=== Exercise brief ===
Rewrite the items below with "Identify" replaced by "Locate" throughout, keeping everything else unchanged.

---*---

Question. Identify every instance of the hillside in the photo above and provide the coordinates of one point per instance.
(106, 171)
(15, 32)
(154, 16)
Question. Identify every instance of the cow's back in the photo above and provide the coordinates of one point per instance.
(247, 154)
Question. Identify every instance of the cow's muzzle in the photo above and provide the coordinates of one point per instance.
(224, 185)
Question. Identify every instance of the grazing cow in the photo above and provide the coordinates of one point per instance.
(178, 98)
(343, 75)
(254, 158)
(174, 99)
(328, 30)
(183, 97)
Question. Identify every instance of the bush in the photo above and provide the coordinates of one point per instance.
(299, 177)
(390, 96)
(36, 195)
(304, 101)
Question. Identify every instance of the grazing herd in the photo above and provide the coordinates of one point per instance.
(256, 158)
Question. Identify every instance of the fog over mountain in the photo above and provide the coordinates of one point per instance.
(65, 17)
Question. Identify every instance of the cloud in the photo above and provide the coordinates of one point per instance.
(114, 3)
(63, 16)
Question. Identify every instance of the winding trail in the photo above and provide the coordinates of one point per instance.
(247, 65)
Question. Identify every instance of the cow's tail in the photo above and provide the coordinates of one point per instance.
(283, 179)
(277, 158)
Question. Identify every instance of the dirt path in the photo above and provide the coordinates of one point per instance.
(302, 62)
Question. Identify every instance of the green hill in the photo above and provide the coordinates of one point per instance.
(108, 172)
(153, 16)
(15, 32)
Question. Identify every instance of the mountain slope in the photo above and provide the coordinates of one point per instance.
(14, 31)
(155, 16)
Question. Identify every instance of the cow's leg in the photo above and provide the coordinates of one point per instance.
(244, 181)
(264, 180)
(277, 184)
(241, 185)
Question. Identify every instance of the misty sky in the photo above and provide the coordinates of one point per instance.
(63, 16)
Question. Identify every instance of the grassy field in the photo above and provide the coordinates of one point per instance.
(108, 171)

---*---

=== Right answer ===
Question. Locate every instance of the hillside in the photo above and provide the coordinates of one point per instance.
(106, 171)
(15, 32)
(154, 16)
Question. Locate every instance of the cow's back in the photo above and provide the coordinates of one point per instance.
(247, 154)
Question. Locate every instance of the cow's muzzle in the photo above and provide the coordinates of one point per instance.
(224, 185)
Question. Locate every instance of the grazing cow in the photo above and provide the coordinates of one point per instance.
(178, 98)
(343, 75)
(254, 158)
(174, 99)
(328, 30)
(183, 97)
Question. Locate every instance of the bush in the photo above and provide the coordinates of one point per instance.
(299, 177)
(390, 96)
(36, 195)
(304, 101)
Question. Locate every instance of the grazing herd in the photo above and provide the coordinates of one point per instance.
(256, 158)
Question. Locate every instance of the fog over mountain in the photo above and provide the coordinates of one point per instance.
(65, 17)
Question. Locate every instance of the cloud in the photo above and provide the coordinates of one point per instance.
(114, 3)
(63, 16)
Question. Locate every instance of the winding trail in the photo above and provide the coordinates of one point per instance.
(247, 65)
Question. Locate every instance of the cow's tail in the photo above and provide the coordinates of one point per instance.
(283, 179)
(277, 158)
Question. Locate every instance of the dirt path in the photo above and provide the coordinates of one point per instance.
(302, 62)
Question. Locate every instance of the green hill in the photo above and provide the coordinates of one point per instance.
(108, 172)
(153, 16)
(15, 32)
Question. Locate every instance of the mountain slope in the photo above and provide the coordinates of one point per instance.
(14, 31)
(155, 16)
Question. Locate every instance of the cow's leg in the photo above and provide the coordinates of one point per instance.
(244, 181)
(264, 180)
(277, 184)
(241, 185)
Question. Locate every instance of the misty sky in the photo above and provide the coordinates of one point per instance.
(63, 16)
Question. Locate every instance of the grassy field in the photo above and provide the coordinates of one point per instance.
(108, 171)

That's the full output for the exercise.